EXERCISE INSTRUCTIONS -
Omit the images and output every line of the data below exactly.

DATA SECTION -
%%

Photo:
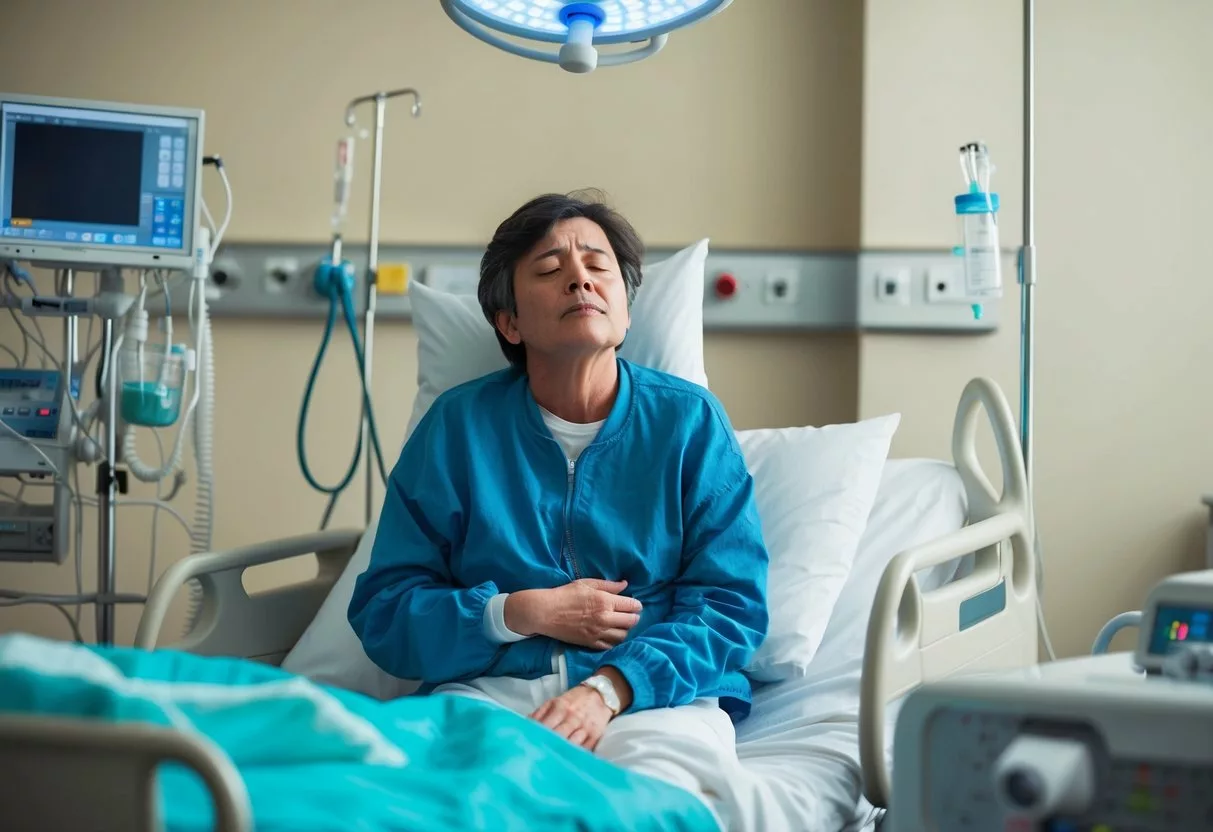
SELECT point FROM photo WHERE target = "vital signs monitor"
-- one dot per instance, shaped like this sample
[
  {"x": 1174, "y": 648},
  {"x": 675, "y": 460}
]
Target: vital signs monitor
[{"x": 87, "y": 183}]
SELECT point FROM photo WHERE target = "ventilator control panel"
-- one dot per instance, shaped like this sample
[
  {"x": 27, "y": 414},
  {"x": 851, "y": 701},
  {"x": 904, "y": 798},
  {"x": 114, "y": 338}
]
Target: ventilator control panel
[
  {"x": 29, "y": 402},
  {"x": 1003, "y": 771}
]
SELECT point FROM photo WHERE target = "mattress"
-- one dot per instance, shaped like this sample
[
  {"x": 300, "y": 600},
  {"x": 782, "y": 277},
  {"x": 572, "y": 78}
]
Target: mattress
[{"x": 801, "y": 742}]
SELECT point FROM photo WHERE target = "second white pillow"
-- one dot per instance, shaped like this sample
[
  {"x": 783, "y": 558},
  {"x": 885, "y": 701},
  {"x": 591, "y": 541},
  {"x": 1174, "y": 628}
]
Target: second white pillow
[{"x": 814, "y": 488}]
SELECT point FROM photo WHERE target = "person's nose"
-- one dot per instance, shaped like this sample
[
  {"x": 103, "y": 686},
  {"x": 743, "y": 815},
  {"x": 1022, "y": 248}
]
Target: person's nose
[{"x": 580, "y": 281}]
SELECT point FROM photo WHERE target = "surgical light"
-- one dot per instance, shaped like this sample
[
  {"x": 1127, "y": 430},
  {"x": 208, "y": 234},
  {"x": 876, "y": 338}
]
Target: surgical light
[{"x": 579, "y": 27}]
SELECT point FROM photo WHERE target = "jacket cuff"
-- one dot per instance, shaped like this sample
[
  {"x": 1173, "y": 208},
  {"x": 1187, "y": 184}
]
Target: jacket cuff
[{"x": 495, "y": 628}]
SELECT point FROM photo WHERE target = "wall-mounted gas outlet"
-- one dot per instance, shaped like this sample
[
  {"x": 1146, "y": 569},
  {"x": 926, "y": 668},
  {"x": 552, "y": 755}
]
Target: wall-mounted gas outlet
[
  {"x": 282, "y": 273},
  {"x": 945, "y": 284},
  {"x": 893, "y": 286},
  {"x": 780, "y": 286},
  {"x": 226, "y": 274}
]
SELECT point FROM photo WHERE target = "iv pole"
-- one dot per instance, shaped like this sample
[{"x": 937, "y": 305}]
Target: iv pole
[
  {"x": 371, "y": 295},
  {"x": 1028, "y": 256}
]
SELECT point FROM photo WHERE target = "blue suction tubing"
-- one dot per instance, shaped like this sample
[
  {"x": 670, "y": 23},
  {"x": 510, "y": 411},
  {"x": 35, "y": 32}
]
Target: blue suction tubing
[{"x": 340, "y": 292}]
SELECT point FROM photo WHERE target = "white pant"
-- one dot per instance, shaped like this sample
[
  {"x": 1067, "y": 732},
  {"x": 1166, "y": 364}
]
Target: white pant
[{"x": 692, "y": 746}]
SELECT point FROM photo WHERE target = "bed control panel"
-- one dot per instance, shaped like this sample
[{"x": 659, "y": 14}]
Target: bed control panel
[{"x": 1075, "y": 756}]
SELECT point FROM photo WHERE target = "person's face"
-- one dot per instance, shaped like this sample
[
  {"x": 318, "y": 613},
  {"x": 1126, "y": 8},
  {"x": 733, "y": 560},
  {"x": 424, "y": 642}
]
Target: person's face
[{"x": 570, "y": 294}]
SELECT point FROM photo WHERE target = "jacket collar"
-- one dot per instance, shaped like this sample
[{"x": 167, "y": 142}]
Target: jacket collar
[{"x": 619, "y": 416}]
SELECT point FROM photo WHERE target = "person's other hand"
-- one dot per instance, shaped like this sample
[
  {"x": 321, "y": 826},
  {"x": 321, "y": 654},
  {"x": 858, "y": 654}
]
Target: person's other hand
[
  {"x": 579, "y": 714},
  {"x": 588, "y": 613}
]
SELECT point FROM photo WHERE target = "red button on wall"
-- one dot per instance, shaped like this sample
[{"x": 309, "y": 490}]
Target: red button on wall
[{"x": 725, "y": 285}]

%%

SOLUTION FOR THIS TASK -
Photo:
SELECT point FROM photo WHERE target = "vital signs monitor"
-- one dot per instance, shaped like this sample
[
  {"x": 1174, "y": 648},
  {"x": 675, "y": 460}
]
Target: vital signs monitor
[{"x": 87, "y": 183}]
SELECT point FROM photo WHERE target = "ventilator control panel"
-- one dot per instance, shaped like this sample
[
  {"x": 27, "y": 414},
  {"x": 851, "y": 701},
  {"x": 904, "y": 798},
  {"x": 114, "y": 338}
]
Target: ventilator control panel
[
  {"x": 29, "y": 402},
  {"x": 1003, "y": 771}
]
SELECT point FROM photo WHERE target = "mattress"
-- one dot per instance, shaped like this sample
[
  {"x": 300, "y": 600},
  {"x": 782, "y": 277},
  {"x": 572, "y": 78}
]
Target: mattress
[{"x": 801, "y": 742}]
SELECT point FROM photo WHERE target = "second white pillow"
-- one dot per instance, shaped like this sample
[
  {"x": 783, "y": 558},
  {"x": 885, "y": 701},
  {"x": 591, "y": 541},
  {"x": 1174, "y": 628}
]
Target: second white pillow
[{"x": 814, "y": 488}]
SELECT point FROM photo WHERE target = "person's nose"
-- one dot per instance, shaped like this sample
[
  {"x": 103, "y": 686},
  {"x": 743, "y": 815},
  {"x": 1022, "y": 248}
]
Target: person's nose
[{"x": 580, "y": 281}]
SELECT point FROM photo WHERE target = "surgical light"
-- one dot per instance, shaped like this sample
[
  {"x": 1127, "y": 430},
  {"x": 208, "y": 234},
  {"x": 876, "y": 338}
]
Target: surgical light
[{"x": 579, "y": 27}]
SELECT point FROM photo WHERE target = "jacket cuff"
-- one dot per instance, shaped like this sample
[
  {"x": 1173, "y": 208},
  {"x": 1187, "y": 184}
]
Target: jacket cuff
[{"x": 495, "y": 628}]
SELECT point FROM photo WHERE target = "wall-mounted gas outlet"
-- one dot per instance, shaped like this sample
[
  {"x": 1146, "y": 569},
  {"x": 926, "y": 668},
  {"x": 552, "y": 755}
]
Target: wall-mounted gas outlet
[
  {"x": 282, "y": 273},
  {"x": 945, "y": 284},
  {"x": 893, "y": 286},
  {"x": 780, "y": 286},
  {"x": 226, "y": 274}
]
SELECT point FROM photo WHERE target = "iv pole"
-- one dot per instance, shaped like this sample
[{"x": 937, "y": 305}]
Target: iv pole
[
  {"x": 371, "y": 295},
  {"x": 1028, "y": 256}
]
SELECT point FROM photo WHERE target = "blue suction tubing"
-- one dot per instance, shaped like this sample
[
  {"x": 670, "y": 23},
  {"x": 510, "y": 411},
  {"x": 35, "y": 32}
]
Target: blue suction tubing
[{"x": 340, "y": 292}]
SELECT point FROM photo WHERE target = "white pant"
-- one dot per instance, shaped like this sample
[
  {"x": 1067, "y": 732},
  {"x": 1166, "y": 364}
]
Target: white pant
[{"x": 692, "y": 746}]
SELECT point FROM photo WHERE target = "bed control panel"
-- one dot per instance, shaped like this sample
[{"x": 659, "y": 14}]
Target: bed control panel
[{"x": 1075, "y": 756}]
SELECT point FROM photo WHERE target = "person's face"
-- one dot per instance, shaped like this sample
[
  {"x": 318, "y": 613},
  {"x": 1126, "y": 8},
  {"x": 733, "y": 560},
  {"x": 424, "y": 642}
]
Target: person's face
[{"x": 570, "y": 294}]
SELECT point FROM photo WHERE target = "jacket collar"
-- one dot per instance, shaped like this sample
[{"x": 167, "y": 142}]
Target: jacket collar
[{"x": 619, "y": 416}]
SELECT point FROM photo WHERE target = "person's other hand"
-- one dot per instance, shaped like this sample
[
  {"x": 321, "y": 826},
  {"x": 321, "y": 654},
  {"x": 858, "y": 654}
]
Target: person's other hand
[
  {"x": 579, "y": 714},
  {"x": 588, "y": 613}
]
SELECT point FROM photo WHERE target = "red button on wall"
-- one dot per instance, shaped like this sample
[{"x": 309, "y": 490}]
Target: red button on wall
[{"x": 725, "y": 285}]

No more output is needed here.